● TASKS TO CARRY OUT:
- 1) Retype the passage from the OpenAI article, everything from "Two-Sentence Horror Story: He" down to "a true sandbox.".
- 2) In the OpenAI article, condense the paragraph beginning "There are various reasons why that might be the case" into a shorter version that keeps its main facts.
- 3) Proceed with the OpenAI article, picking up after its final sentence.

● SELECTED EXCERPT:
/---

It’s also, as OpenAPI admits, to make money. Not a tremendous amount of money, mind you, since 750 words generated by the Davinci model will only cost you 6 cents. What does the API’s output look like? Well, it could look like all sorts of things.

While DALL-E generates images from random text input, GPT–3 generates contextually relevant text output. Check out this example from OpenAI’s developer portal:

“Topic: Breakfast

Two-Sentence Horror Story: He always stops crying when I pour the milk on his cereal. I just have to remember not to let him see his face on the carton.”

Some of the content generated by OpenAI’s APIs is, forgive the pun, scarily good. What’s even scarier is that, with much of the information around them redacted, we might never know if something has been created by a human or by an API.

A Bleak Future for AI?

Now, let’s get back to DALL-E. There’s no doubt that it’s a very sleek tool, but the extent to which visitors can use the app is limited. Rather than being able to enter their own text, DALL-E users are currently limited to a range of drop-down menus provided by OpenAI. Hardly a true sandbox.

There are various reasons why that might be the case, from minimizing workload through to concerns about illicit activity like deep fakes. But it probably also has something to do with the fact that Microsoft licensed exclusive use of GPT–3 in 2020. A public API can still be used to receive output, but Microsoft currently owns the rights to GPT–3’s underlying code.

OpenAI was initially positioned as a non-profit with the aim of “democratizing AI” but later switched to a capped profit model. It’s (very) easy to make the argument that limiting access to GPT–3 and tools like DALL-E doesn’t fit with the aim of AI democratization.

\---

● DATA UNDER STUDY:
/---

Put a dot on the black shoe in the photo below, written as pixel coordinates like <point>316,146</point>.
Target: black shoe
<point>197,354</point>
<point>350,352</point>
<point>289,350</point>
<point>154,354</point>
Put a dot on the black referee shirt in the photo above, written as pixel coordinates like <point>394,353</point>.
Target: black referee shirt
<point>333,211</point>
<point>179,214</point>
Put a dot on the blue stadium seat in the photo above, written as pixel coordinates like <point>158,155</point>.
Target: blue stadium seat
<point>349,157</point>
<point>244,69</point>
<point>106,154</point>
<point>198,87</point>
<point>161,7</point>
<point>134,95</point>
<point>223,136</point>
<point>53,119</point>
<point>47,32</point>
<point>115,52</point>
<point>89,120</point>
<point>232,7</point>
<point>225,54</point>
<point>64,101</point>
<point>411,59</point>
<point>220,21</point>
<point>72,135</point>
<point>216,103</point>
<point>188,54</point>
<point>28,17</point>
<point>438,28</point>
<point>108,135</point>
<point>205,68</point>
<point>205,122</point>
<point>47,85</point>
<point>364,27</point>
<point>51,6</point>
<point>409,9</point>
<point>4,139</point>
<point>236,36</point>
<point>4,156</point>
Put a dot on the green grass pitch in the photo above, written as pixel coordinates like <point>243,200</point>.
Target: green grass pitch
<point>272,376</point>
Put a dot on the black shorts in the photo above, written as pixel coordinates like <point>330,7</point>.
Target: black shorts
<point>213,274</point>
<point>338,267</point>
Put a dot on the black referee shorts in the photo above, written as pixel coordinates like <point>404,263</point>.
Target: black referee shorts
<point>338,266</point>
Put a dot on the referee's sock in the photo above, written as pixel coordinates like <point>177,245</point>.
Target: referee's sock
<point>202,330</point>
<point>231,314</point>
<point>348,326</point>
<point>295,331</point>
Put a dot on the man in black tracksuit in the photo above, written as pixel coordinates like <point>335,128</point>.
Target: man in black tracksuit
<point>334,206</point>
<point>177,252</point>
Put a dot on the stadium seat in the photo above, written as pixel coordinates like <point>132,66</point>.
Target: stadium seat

\---

● RESPONSES BY ITEM NUMBER:
- 1)
Two-Sentence Horror Story: He always stops crying when I pour the milk on his cereal. I just have to remember not to let him see his face on the carton.”

Some of the content generated by OpenAI’s APIs is, forgive the pun, scarily good. What’s even scarier is that, with much of the information around them redacted, we might never know if something has been created by a human or by an API.

A Bleak Future for AI?

Now, let’s get back to DALL-E. There’s no doubt that it’s a very sleek tool, but the extent to which visitors can use the app is limited. Rather than being able to enter their own text, DALL-E users are currently limited to a range of drop-down menus provided by OpenAI. Hardly a true sandbox.

- 2) DALL-E's limits may come from a wish to minimize workload or from concerns about illicit activity such as deep fakes. They probably also relate to Microsoft licensing exclusive use of GPT–3 in 2020. A public API can still return output, but Microsoft currently owns the rights to GPT–3's underlying code.

- 3)
Not to mention that, because DALL-E applies “transformations to existing images,” there are some profound implications when it comes to copyright infringement and trademark violations.

Still, as Mark Riedl puts it, perhaps the biggest concern is here is that “if we believe that the road to better AI in fact is a function of larger models, then OpenAI becomes a gatekeeper of who can have good AI and who cannot. They will be in a position to exert influence (explicitly or implicitly) over wide swaths of the economy.”

The Danger of Gated AI (and APIs)

There are implications from the above for APIs too. Non-profit APIs exist and most APIs offer a limited number of monthly calls for free, but that’s where the charity ends.

Fortunately, ludicrously expensive API calls (the subject of a fun Twitter thread we found) are the exception rather than the norm. But there’s no guarantee it will stay that way forever.

The more deeply embedded an API becomes in an organization’s processes, the more difficult it is to find an alternative to replace it if the associated cost goes up. Many marketplaces are attempting to standardize the monetization of APIs, but doing so is tricky, and there’s usually variance. If a provider doesn’t want to conform to guidelines, they could leave the marketplace.

APIs have long been associated with the free — that’s free in spirit, not necessarily from cost — exchange of information and better enabling services to work together. In the recent case of Google v. Oracle, it was found that Google’s copying of the Java SE API to build a “new and transformative program” legally qualified as a “fair use of that material as a matter of law.”

APIs have come to represent big business in the tech space, and that means lots of money changing hands. It might also come to mean API providers locking out potential users they deem to be too risky or unable to keep up with the business’ financial aspirations.

While OpenAI’s API certainly isn’t the first private API, its prohibitive nature coupled with the controversial nature of AI as a subject matter could come to set a concerning precedent (even though DALL-E is much more fun and fancy-free than Skynet ever was).

NordicAPIs signed up to the OpenAI beta waitlist in July 2020 and have yet to be granted access.